Hi Robert,

I though it would be that case. ParDoLifecycleTest, however, does not currently allow for empty bundles. We have currently worked around this in Flink by avoiding the creation of these bundles, but maybe the test should be modified so that it adheres to the model [1].

Jan

[1] https://github.com/apache/beam/pull/9846

On 10/21/19 6:00 PM, Robert Bradshaw wrote:
Yes, the model allows them.

It also takes less work to avoid them in general (e.g. imagine one
reshuffles N elements to M > N workers. A priori, one would "start" a
bundle and then try to read all data destined for that
worker--postponing this until one knows that the set of data for this
worker could be an optimization (as could not doing so as a form of
speculative execution) but should not be necessary.

* [What is asked]
- 1) In the email thread about empty bundles, which test doesn't currently allow for empty bundles?
- 2) Pick up the email thread about empty bundles where it stops, and keep writing it.
The lines that follow aren't needed for anything here.

* [Provided records]
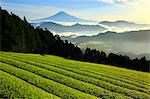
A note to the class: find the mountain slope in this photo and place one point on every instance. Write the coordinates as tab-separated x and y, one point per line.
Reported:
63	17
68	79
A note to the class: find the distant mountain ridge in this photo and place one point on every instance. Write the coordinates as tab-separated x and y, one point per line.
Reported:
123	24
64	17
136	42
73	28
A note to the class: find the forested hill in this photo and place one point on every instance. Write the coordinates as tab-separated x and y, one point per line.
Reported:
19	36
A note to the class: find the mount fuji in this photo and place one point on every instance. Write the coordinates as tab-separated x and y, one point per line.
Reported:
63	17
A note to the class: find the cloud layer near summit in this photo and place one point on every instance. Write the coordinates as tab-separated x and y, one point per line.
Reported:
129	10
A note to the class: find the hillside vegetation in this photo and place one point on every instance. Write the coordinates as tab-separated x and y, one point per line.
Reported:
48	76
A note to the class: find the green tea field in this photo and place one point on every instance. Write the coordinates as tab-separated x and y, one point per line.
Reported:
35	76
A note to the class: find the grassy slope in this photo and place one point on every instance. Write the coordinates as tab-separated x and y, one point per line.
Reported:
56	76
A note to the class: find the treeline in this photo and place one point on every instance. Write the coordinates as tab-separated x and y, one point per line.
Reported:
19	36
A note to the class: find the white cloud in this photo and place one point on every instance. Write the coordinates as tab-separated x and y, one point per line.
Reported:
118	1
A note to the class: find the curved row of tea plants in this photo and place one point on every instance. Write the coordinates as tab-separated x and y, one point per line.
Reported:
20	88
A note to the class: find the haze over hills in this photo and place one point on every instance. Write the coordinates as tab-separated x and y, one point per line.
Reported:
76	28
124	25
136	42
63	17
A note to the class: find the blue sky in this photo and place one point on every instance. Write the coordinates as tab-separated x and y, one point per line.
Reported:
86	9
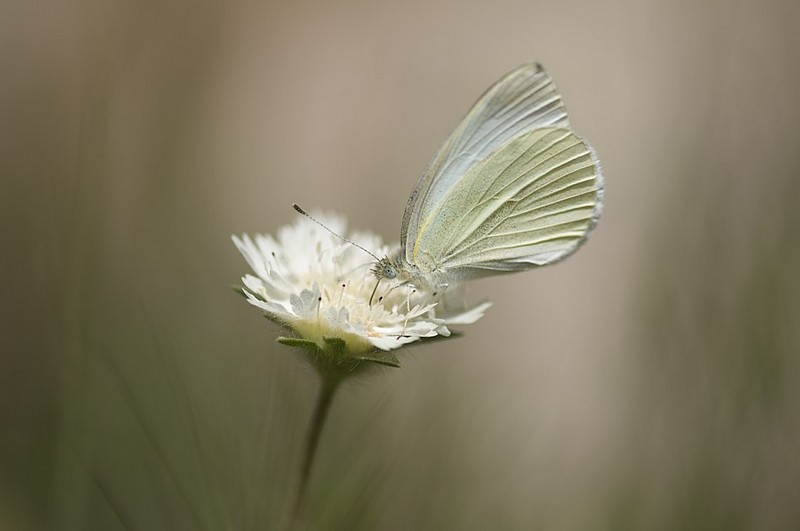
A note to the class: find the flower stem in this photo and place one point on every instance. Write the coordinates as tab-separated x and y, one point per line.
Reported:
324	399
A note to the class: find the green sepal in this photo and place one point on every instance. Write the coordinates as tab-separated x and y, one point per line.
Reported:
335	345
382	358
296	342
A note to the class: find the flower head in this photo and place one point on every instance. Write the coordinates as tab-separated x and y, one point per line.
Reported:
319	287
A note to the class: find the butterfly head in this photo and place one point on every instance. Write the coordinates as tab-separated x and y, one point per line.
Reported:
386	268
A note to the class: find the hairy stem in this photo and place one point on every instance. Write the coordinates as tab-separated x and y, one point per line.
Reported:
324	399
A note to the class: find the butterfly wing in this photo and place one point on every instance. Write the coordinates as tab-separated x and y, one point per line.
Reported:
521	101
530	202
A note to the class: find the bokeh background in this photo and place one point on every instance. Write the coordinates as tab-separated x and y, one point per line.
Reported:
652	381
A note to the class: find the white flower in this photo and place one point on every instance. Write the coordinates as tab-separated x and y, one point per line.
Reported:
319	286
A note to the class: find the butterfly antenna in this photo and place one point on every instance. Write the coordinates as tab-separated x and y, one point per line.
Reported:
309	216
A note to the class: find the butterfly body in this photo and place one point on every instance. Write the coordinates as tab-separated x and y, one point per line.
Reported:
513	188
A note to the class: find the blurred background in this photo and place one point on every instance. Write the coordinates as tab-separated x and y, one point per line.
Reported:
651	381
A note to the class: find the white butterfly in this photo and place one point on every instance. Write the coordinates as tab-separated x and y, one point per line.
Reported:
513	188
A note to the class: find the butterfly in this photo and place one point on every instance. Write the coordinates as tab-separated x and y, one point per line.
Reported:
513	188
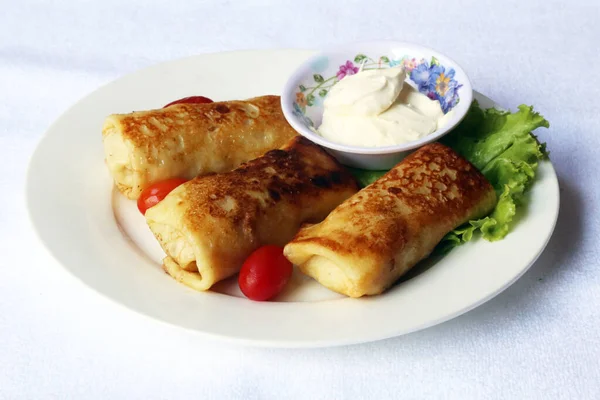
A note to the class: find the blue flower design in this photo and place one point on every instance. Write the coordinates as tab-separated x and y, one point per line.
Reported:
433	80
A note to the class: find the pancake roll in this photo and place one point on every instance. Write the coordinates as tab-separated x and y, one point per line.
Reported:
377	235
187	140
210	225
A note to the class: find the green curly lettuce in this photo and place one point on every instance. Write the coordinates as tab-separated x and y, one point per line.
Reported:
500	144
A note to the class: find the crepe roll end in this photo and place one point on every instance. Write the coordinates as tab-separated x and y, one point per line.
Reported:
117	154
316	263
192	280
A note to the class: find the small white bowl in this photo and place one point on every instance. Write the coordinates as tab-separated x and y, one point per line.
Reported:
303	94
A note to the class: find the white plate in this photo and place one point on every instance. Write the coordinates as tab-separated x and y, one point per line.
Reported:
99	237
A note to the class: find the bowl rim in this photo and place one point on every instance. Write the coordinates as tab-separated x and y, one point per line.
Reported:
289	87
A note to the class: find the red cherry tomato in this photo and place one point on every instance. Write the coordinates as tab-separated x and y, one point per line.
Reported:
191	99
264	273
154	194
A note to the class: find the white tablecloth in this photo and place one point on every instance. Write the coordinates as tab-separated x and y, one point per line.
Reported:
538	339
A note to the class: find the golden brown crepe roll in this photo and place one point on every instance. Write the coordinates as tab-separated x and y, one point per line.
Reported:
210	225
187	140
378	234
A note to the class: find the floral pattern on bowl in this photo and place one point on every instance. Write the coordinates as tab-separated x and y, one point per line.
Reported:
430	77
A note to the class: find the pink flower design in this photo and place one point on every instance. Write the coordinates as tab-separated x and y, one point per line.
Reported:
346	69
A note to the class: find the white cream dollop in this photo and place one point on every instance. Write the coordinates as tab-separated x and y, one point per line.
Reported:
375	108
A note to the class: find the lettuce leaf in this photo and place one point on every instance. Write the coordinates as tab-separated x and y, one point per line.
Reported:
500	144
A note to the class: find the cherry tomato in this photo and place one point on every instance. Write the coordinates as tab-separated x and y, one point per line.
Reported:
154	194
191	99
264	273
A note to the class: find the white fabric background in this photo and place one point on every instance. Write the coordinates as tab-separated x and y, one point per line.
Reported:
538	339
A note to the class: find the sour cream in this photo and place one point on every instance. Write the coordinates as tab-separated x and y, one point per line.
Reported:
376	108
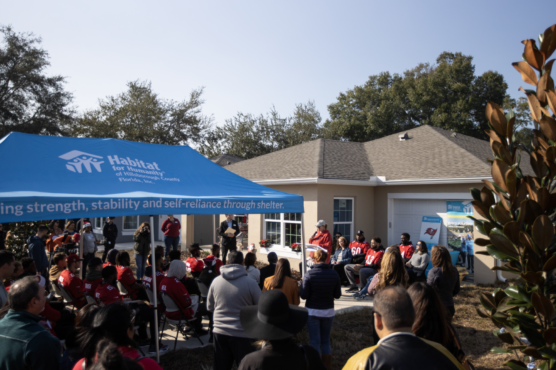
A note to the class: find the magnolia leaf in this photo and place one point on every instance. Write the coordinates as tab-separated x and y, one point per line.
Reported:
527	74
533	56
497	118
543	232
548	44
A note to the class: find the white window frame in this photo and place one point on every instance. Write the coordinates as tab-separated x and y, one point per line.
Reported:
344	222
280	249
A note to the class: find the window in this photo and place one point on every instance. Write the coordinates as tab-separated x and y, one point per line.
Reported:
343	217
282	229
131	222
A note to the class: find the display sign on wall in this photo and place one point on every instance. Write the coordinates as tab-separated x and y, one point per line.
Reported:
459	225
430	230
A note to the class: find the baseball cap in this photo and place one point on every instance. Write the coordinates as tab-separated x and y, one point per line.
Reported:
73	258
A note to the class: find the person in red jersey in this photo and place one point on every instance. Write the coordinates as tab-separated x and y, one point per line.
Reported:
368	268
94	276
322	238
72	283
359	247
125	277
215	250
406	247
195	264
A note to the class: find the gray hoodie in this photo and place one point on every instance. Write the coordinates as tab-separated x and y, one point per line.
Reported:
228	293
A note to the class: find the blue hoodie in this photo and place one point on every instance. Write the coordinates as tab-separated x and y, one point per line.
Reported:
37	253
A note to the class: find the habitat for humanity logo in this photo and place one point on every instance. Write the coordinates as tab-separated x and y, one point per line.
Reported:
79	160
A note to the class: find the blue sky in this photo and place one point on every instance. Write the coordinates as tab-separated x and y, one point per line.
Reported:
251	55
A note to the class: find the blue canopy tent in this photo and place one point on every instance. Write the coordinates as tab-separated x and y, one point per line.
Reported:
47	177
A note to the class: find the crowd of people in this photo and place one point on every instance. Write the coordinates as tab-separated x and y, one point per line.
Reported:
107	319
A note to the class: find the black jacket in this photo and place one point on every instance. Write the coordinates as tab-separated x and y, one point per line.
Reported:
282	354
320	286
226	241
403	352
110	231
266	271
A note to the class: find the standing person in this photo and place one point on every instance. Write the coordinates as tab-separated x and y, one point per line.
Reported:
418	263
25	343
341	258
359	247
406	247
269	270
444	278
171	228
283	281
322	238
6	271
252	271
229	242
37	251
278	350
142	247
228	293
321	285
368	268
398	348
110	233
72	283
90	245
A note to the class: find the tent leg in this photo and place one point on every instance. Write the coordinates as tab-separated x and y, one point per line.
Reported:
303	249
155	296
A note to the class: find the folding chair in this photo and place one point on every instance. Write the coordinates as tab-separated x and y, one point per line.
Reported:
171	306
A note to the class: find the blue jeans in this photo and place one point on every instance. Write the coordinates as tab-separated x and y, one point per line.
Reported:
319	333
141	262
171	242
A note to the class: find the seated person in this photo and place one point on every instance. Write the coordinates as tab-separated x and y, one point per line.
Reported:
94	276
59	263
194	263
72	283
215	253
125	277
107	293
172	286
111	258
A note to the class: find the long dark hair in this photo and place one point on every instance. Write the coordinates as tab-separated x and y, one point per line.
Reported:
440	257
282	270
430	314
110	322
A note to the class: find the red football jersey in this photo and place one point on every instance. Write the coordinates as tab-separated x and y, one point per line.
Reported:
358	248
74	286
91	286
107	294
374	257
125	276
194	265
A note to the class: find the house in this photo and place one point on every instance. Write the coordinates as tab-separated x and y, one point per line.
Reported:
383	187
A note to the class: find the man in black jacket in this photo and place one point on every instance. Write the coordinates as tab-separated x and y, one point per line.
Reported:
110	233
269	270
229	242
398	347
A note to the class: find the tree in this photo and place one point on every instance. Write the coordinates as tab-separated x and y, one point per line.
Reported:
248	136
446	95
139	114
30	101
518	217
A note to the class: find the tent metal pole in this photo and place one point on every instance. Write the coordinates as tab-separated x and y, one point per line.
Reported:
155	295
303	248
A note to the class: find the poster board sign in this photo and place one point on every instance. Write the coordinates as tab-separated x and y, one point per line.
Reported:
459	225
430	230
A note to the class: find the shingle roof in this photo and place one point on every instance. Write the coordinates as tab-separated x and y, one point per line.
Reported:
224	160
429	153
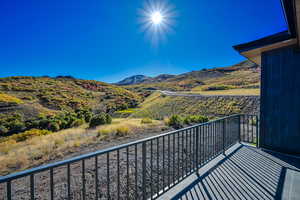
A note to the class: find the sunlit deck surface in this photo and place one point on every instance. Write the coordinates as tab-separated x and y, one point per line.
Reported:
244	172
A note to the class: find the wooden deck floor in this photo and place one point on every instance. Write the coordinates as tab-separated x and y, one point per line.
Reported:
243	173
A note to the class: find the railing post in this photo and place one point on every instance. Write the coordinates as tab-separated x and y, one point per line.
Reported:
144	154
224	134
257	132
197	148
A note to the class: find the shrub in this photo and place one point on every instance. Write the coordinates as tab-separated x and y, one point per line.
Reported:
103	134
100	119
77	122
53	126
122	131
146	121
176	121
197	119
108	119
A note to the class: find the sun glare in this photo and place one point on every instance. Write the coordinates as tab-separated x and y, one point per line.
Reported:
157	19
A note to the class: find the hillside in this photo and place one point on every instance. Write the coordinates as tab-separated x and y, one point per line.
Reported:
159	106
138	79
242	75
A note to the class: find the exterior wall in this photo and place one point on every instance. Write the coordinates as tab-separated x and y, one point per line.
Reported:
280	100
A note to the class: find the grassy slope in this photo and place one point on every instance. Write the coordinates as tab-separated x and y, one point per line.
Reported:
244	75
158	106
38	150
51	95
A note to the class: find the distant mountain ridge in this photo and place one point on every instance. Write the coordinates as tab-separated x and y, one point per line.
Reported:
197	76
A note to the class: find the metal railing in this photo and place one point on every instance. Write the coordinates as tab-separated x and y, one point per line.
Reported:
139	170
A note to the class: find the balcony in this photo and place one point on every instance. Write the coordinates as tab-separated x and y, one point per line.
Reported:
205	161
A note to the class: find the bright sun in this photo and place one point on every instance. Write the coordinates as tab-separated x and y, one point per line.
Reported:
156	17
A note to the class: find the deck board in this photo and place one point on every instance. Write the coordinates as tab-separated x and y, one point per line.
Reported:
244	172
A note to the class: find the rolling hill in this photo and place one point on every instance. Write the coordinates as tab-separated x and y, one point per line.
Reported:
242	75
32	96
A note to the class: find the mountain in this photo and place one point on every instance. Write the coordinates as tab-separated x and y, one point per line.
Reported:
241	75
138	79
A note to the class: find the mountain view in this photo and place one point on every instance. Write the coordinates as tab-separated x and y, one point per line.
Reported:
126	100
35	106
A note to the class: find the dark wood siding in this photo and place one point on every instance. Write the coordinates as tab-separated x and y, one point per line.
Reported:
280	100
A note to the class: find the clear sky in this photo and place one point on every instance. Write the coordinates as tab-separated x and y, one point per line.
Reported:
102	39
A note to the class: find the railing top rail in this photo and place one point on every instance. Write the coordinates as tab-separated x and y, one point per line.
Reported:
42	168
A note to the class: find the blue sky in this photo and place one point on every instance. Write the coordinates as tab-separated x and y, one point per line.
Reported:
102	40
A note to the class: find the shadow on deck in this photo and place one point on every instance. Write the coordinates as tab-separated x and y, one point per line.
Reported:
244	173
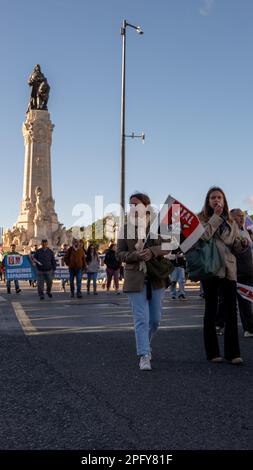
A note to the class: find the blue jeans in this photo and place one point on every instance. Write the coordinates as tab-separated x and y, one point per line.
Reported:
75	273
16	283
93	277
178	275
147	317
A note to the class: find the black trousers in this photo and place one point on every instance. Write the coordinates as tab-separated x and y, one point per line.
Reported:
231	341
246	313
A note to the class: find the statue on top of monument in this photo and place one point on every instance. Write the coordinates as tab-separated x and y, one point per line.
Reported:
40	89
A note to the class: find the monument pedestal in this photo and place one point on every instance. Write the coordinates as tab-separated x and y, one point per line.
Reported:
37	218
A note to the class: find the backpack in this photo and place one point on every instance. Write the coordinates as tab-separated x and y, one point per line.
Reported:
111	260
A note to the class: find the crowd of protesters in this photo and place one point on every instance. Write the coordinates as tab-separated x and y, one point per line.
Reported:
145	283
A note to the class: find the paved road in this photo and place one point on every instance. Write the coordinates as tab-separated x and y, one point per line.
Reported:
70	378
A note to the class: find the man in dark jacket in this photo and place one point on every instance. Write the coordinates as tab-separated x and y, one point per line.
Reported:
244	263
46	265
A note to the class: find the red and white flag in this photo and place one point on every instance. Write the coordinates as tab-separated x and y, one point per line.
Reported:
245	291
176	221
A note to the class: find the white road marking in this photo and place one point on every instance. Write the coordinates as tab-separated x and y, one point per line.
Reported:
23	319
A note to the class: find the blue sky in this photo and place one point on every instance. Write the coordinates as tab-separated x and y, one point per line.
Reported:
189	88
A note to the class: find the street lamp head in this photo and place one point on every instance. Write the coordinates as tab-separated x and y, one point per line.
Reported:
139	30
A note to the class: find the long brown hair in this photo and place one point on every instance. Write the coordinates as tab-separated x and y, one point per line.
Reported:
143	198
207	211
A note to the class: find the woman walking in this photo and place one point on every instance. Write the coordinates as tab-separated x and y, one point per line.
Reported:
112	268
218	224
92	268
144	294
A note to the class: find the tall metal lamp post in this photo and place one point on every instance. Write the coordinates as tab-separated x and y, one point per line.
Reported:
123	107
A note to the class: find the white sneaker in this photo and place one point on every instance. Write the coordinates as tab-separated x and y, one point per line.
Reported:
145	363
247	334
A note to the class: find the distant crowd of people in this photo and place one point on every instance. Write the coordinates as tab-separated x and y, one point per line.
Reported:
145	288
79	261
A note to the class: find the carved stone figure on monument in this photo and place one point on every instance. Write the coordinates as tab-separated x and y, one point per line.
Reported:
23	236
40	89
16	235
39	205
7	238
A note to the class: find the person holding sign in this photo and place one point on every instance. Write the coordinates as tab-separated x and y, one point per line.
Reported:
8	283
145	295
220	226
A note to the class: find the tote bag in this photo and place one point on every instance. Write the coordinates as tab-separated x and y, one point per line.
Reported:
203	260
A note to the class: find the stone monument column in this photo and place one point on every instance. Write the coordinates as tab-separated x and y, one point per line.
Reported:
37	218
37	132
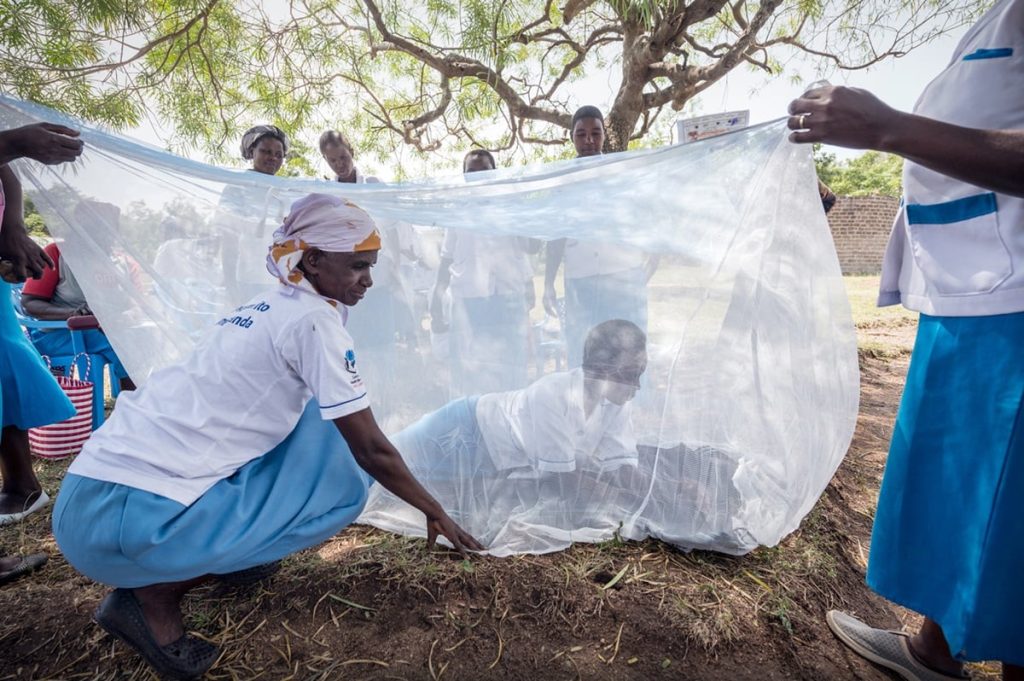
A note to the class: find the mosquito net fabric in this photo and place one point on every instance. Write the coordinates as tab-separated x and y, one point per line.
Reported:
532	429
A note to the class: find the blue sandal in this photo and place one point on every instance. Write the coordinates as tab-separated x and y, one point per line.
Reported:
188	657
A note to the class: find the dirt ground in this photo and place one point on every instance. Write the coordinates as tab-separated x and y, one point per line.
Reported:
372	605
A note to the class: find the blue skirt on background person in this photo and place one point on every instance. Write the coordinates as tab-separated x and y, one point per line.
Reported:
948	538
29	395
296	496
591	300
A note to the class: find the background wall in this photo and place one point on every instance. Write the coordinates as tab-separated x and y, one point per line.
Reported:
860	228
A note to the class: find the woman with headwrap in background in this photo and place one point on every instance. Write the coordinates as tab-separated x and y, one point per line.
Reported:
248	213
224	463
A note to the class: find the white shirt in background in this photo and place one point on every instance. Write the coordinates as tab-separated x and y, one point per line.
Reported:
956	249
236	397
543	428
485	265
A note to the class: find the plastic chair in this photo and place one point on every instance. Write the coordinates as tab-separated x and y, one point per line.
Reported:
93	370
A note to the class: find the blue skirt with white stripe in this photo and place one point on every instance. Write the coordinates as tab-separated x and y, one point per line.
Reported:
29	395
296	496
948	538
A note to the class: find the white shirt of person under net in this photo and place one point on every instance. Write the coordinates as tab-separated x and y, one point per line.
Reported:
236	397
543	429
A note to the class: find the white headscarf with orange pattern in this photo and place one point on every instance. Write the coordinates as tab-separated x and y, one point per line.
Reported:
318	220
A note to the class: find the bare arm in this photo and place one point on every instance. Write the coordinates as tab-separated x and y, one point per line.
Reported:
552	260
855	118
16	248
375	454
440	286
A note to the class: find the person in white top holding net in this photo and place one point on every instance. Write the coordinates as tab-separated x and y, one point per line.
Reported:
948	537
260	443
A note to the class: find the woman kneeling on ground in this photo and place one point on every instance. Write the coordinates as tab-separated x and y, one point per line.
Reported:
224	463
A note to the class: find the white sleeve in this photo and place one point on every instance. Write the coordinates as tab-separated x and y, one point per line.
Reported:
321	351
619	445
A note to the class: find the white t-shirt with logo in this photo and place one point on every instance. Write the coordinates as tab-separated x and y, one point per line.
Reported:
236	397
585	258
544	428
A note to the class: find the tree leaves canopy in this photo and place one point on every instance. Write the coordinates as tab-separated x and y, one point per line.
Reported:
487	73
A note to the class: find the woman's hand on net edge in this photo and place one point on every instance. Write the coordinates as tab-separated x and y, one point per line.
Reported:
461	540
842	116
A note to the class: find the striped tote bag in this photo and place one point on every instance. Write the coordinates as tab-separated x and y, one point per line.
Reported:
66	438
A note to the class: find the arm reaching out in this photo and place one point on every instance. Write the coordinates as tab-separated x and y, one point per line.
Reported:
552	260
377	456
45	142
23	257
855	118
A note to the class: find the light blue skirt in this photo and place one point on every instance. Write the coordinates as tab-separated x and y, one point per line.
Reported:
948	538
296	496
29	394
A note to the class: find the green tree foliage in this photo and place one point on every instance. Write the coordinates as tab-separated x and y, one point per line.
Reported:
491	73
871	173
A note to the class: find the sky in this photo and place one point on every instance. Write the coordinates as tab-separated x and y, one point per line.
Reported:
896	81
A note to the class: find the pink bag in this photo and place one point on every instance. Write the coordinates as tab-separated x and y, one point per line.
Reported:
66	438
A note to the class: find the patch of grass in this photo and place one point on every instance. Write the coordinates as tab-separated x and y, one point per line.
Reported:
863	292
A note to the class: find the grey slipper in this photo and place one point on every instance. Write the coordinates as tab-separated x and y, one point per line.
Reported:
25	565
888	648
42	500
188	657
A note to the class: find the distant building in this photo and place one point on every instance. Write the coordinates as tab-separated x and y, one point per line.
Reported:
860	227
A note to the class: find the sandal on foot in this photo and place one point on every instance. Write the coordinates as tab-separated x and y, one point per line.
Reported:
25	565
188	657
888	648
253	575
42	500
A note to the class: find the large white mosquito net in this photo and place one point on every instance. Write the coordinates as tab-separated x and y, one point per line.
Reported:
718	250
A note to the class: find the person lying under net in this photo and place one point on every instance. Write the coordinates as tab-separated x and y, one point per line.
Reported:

* [The results]
- 1) ParDoLifecycleTest.

- 2)
- Robert

On Mon, Oct 21, 2019 at 7:03 AM Jan Lukavský <je...@seznam.cz> wrote:
Hi Max,

that is true, but then we have two orthogonal issues:

   a) correctness - if empty bundles are aligned with the model, then
validates runner tests should take that into account

   b) performance - that can be dealt with in separate JIRA issue, if needed

WDYT?

Jan

On 10/21/19 3:22 PM, Maximilian Michels wrote:
Hi Jan,

I think it is aligned with the model to create empty bundles. The
question if course, whether it is preferable to avoid them, since the
Setup/Finish state might be costly, depending on the bundle size and
the type of DoFn used.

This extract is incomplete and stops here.